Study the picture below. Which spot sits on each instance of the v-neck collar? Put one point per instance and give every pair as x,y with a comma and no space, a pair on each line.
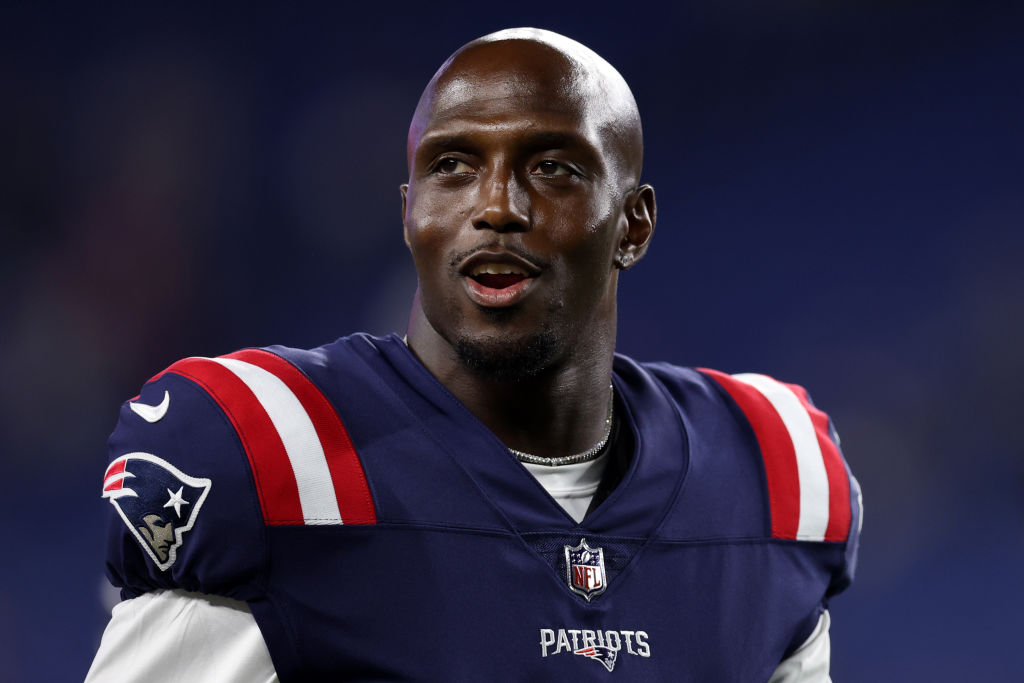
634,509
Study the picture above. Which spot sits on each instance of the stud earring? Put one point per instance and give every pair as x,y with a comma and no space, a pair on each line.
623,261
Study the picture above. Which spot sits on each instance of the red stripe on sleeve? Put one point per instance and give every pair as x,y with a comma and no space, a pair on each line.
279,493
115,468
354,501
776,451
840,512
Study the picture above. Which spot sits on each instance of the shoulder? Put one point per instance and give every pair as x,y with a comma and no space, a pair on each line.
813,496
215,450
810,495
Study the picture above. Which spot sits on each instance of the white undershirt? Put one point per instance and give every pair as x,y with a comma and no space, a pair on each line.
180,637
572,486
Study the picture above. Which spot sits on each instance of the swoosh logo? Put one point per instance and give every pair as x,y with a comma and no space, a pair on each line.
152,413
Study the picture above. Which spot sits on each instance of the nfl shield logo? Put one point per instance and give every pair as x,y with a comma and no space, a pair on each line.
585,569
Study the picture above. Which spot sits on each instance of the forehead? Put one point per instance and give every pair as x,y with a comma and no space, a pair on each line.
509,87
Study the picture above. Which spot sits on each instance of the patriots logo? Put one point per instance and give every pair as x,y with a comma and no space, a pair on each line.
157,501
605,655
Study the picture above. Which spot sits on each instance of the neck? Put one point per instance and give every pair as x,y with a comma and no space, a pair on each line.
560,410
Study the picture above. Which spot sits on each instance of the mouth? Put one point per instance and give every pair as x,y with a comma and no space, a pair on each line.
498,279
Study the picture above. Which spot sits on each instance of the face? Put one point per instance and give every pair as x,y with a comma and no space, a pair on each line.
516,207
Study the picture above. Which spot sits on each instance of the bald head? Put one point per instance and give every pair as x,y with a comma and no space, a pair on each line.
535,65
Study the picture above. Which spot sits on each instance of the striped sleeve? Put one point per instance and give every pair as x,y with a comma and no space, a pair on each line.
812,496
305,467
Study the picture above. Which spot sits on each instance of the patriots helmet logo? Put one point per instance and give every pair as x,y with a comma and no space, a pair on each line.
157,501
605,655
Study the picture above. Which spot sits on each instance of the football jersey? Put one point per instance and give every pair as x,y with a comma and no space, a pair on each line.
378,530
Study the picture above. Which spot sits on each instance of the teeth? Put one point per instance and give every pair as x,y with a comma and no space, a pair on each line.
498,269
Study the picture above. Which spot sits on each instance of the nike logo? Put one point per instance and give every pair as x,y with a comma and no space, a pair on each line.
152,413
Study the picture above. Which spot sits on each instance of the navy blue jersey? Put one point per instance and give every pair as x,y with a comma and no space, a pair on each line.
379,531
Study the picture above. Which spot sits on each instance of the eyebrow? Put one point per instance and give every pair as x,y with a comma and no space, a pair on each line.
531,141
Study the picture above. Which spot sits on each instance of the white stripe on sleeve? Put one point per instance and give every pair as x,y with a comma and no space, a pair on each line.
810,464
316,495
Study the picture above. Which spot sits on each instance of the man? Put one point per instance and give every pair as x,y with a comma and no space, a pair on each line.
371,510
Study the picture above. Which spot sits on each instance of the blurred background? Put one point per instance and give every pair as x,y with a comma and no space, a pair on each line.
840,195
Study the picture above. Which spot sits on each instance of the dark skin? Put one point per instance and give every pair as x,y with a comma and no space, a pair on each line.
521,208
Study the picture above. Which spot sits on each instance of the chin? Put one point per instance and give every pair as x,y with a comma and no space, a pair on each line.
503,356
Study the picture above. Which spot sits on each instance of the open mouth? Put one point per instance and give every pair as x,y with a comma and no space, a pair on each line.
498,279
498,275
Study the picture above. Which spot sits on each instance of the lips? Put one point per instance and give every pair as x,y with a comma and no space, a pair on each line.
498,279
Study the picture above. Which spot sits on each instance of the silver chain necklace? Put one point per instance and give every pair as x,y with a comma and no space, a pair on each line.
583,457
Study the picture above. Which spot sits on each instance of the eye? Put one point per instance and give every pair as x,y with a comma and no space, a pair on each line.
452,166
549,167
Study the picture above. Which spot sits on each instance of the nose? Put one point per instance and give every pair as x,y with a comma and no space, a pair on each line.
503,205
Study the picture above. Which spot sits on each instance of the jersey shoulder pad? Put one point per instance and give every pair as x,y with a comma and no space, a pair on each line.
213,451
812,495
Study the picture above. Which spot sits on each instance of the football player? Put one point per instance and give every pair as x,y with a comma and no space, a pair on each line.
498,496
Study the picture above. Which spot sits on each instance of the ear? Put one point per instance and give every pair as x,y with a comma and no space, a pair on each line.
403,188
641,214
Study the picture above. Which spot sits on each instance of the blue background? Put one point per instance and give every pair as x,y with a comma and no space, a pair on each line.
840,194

--- --- ---

* [Written task] Without the pictures, print the whole listing exactly as given.

* [The completed task]
Study the picture below. Which spot sits on each instance of the v-neck collar? Put one point per instance and give every pair as x,y with a comma and no space, a pair on each line.
634,509
Study the picture above. Which spot sits on each instance of the stud earring? Put one point per instance and give every pair as x,y with a comma and no space, a pair on each line.
623,261
Study the picture above. Which spot sits on each instance of the red stripe on sleeve? Put one point per instance and give every pair as x,y with a comma and no space, a pair on each line.
279,493
115,468
354,501
776,451
840,512
Study the picture above. Which spot sits on each instance of the shoulder? Put one point per instance and give every pair as x,y with a comma and no space, a pair on each line.
813,496
215,450
810,495
Study the picture above. Which spot sits on each instance of the white undershirt? Put one point per instance and give every pair as x,y with a comma and no space, a pair on each line.
180,637
572,486
Study the picture above. Which spot sits on each instance of the swoosh logo? Put one point per instance and give every pair as x,y with a comma and no space, a pair on each line.
152,413
Study the picture above. Which spot sits on each instance of the nfl shield logo? Put one point per instance and give every pair as x,y with a comma and no space, a pair on each line.
585,569
Study the picture above. Which spot sits on each instance of the forehead? Put one point per instance and give every pair as x,y with a comma and no space, a pair on each line.
509,87
Study the picture above. Which spot sits on each instance of the patriots logo? Put one point per instance and give every pair as x,y with a comma and no space, a pair on each line.
157,501
605,655
Study the picture above. Which spot sits on each instance of the neck? Put one point per instance and give every pair as x,y with a comma and no space, a pair on each line.
560,410
Study the picture above. Which spot sits on each instance of the mouth? Put one point per instance and give every pair as x,y with a comma and no space, a pair on each line.
498,279
Study the picture above. Which spot sits on each instance of the face? Put one point per instance and give every pair as x,y with a comma and no space, a pair on each line.
516,207
Study the picture above. Which spot sits on each instance of the bald head? Put one point per instance and give every pair as x,y with a comma and no space, a pair on each line.
535,65
Study the picture above. Which spot sits on each instance of the striped sleeve? Put one point per instance and give every pair as x,y with a comma and no space, a pair on each line.
812,496
305,467
Study the picture above. Which spot sits on each instance of the patriots helmet logo? Put one point per instance and give every pair as x,y with a comma and no space, a pair on each line.
157,501
605,655
Study the picture above. Which spot sits on each instance of the football jersey? Put one point per instance and give every pair as x,y with a comma and no space, a pair on each line.
378,530
Study the picture above. Which spot sits on each instance of the teeth? Put one point per instance and give every pair as x,y with a comma and no space, a pair on each line.
498,269
Study the picture above. Which spot sits on each instance of the nike logo? Put one point per instance and give every pair as x,y with a comma and no space, a pair on each line.
152,413
Study the picture above. Which spot sits on each instance of the navy blue jersey? Put one point per instance and give every pair as x,y with a comma and no space, a pair on each line.
379,531
Study the picture above. Which spot sits on each instance of the eyebrow? Put one point per instance and give every pair as x,y with a comma and no space, a pair on each line.
531,141
Study the picture above. Which spot sits on each instance of the white stripe on sleeve? Put one point per instance and give every pair as x,y with a comma and no space, a pair on each line.
810,464
316,495
Study the picture above. Which spot sits on each instance of the man? Put one point per instance and give every pair as x,y with a comma and no space, a pair on each line.
371,510
Study the picture above. Which spot sits on each instance of the blurred background? Put one point per instance and give every pair as x,y with a comma and no space, a pair on each line.
840,195
Study the picture above. Which spot sits on each instance of the dark skin? Put one point per instance and give every pair as x,y with a comma and no space, a pair on each line.
521,208
Study the picture above. Which spot sits on each instance of the chin? Put one point per instance and give every pair as x,y with a comma and no space, a pair on each line.
503,356
Study the picture above. Which spot sits on each instance of the open mouth? Put one point per instance and give every pair as x,y with a comma and no space, a pair on each line.
498,279
498,275
Study the picture above. Which spot sits on each instance of the lips? Put one point per instance and give every pair as x,y with a comma and no space, a pair on each line.
498,279
Study the picture above. Which spot sits on each instance of the silver chain necklace? Put one point per instance and give every pair as x,y with a comma and no space, a pair on each line.
583,457
Study the picture above. Which spot sits on each instance of the eye? Put one point per instance and give every pair as x,y with a comma and no space, a pair on each line.
452,166
549,167
Study the picture above. Which spot sits on each instance of the nose? Put one point per instance and give every pair as x,y with a comma and no space, a pair on each line.
503,205
Study the picture above. Which spot sits on each instance of the jersey shoulder pad? Put one point per instance and give every pair as x,y with a comma and no space, a pair on each line.
213,451
812,495
Study the picture above. Which spot sits on each instance of the football player? Put one point per instance and give every pair as x,y with a comma and no space, a pair on each line.
498,496
Study the picture above. Which spot sits on each instance of the ear? Put one point per instance and give every pair as x,y with a comma and no space, a pair on each line.
403,188
641,214
Study the picture above. Which spot sits on each instance of the blue background? Put one point per instance and give every pair as x,y with a comma and no space, a pair on each line.
840,194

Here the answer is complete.